--- Problem details ---
Convert every line of the records below into a Markdown table with two columns, No. and Text, numbering the lines in order and leaving out any blank ones.
+ + + + +
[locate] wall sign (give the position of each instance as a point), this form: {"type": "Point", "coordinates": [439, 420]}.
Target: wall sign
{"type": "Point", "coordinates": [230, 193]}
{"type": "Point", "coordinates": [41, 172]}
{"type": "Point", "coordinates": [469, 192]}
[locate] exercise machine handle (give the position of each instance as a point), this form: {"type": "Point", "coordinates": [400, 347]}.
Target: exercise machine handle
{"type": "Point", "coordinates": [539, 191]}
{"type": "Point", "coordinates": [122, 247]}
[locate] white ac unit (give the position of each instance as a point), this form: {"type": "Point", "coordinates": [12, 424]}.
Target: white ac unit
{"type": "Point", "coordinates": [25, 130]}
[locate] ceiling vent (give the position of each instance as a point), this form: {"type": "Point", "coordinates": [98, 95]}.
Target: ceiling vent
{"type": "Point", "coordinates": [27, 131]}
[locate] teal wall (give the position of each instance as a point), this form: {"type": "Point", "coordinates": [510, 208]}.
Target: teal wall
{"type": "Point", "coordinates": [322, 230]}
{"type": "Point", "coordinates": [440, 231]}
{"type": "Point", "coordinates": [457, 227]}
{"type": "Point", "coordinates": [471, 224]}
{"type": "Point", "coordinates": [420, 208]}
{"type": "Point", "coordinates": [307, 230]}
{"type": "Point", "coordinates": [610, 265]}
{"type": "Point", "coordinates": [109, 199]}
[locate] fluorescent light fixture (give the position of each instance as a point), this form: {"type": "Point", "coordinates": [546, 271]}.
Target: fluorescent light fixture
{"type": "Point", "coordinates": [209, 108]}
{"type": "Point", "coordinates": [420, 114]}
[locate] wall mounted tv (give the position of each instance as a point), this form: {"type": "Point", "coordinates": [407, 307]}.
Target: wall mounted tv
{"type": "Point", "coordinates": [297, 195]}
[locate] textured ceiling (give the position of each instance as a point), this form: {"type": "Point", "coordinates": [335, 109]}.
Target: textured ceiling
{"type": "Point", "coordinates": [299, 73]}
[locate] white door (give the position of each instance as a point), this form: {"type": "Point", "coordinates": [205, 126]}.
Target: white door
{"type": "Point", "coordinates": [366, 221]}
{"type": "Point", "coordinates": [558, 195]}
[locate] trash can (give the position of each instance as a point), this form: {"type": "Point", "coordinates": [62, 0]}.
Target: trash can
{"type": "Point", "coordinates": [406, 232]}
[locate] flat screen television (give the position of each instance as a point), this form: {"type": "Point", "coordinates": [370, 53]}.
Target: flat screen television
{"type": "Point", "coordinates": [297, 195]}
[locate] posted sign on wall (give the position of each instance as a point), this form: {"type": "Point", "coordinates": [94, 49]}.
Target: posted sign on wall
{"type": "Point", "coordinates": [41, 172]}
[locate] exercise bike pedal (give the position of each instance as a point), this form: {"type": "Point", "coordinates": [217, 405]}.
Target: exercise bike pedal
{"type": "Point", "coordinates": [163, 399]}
+ + + + +
--- Correct answer ---
| No. | Text |
|---|---|
| 1 | [locate] wall sign (give the position of each instance as a point), this form: {"type": "Point", "coordinates": [439, 420]}. |
| 2 | Target: wall sign |
| 3 | {"type": "Point", "coordinates": [230, 193]} |
| 4 | {"type": "Point", "coordinates": [41, 172]} |
| 5 | {"type": "Point", "coordinates": [469, 192]} |
| 6 | [locate] exercise machine handle (give the position of each instance as a point), this form: {"type": "Point", "coordinates": [400, 347]}. |
| 7 | Target: exercise machine handle |
| 8 | {"type": "Point", "coordinates": [539, 191]} |
| 9 | {"type": "Point", "coordinates": [122, 247]} |
| 10 | [locate] white ac unit (give the position of each instance as a point), this form: {"type": "Point", "coordinates": [12, 424]}. |
| 11 | Target: white ac unit |
| 12 | {"type": "Point", "coordinates": [25, 130]} |
| 13 | [locate] ceiling vent (give the position of each instance as a point), this form: {"type": "Point", "coordinates": [98, 95]}. |
| 14 | Target: ceiling vent |
| 15 | {"type": "Point", "coordinates": [27, 131]} |
| 16 | [locate] teal wall (give the position of each instance as a point), this form: {"type": "Point", "coordinates": [510, 208]}. |
| 17 | Target: teal wall |
| 18 | {"type": "Point", "coordinates": [322, 230]} |
| 19 | {"type": "Point", "coordinates": [440, 231]} |
| 20 | {"type": "Point", "coordinates": [457, 227]} |
| 21 | {"type": "Point", "coordinates": [471, 224]} |
| 22 | {"type": "Point", "coordinates": [420, 208]} |
| 23 | {"type": "Point", "coordinates": [307, 230]} |
| 24 | {"type": "Point", "coordinates": [610, 265]} |
| 25 | {"type": "Point", "coordinates": [109, 199]} |
| 26 | [locate] fluorescent light fixture (give the position of each instance as a point), this form: {"type": "Point", "coordinates": [546, 271]}. |
| 27 | Target: fluorescent light fixture |
| 28 | {"type": "Point", "coordinates": [209, 108]} |
| 29 | {"type": "Point", "coordinates": [420, 114]} |
| 30 | [locate] wall mounted tv (give the position of each instance as a point), this form: {"type": "Point", "coordinates": [407, 307]}. |
| 31 | Target: wall mounted tv |
| 32 | {"type": "Point", "coordinates": [297, 195]} |
| 33 | [locate] textured ceiling (give the position of each instance as a point), this form: {"type": "Point", "coordinates": [335, 109]}. |
| 34 | Target: textured ceiling |
| 35 | {"type": "Point", "coordinates": [299, 73]} |
| 36 | [locate] white door (give the position of each instance as a point), this form: {"type": "Point", "coordinates": [205, 126]}. |
| 37 | Target: white door |
| 38 | {"type": "Point", "coordinates": [366, 221]} |
| 39 | {"type": "Point", "coordinates": [558, 195]} |
| 40 | [locate] trash can (give the position of each instance as a point), this form: {"type": "Point", "coordinates": [62, 0]}. |
| 41 | Target: trash can |
| 42 | {"type": "Point", "coordinates": [406, 232]} |
| 43 | [locate] flat screen television (give the position of each instance as a point), this form: {"type": "Point", "coordinates": [370, 53]}. |
| 44 | Target: flat screen television |
| 45 | {"type": "Point", "coordinates": [297, 195]} |
| 46 | [locate] posted sign on wall (give the position of each instance as a point), this form: {"type": "Point", "coordinates": [94, 49]}. |
| 47 | Target: posted sign on wall |
| 48 | {"type": "Point", "coordinates": [41, 172]} |
| 49 | [locate] exercise bike pedal (give the position of each instance as a point), this form: {"type": "Point", "coordinates": [217, 405]}. |
| 50 | Target: exercise bike pedal |
| 51 | {"type": "Point", "coordinates": [163, 399]} |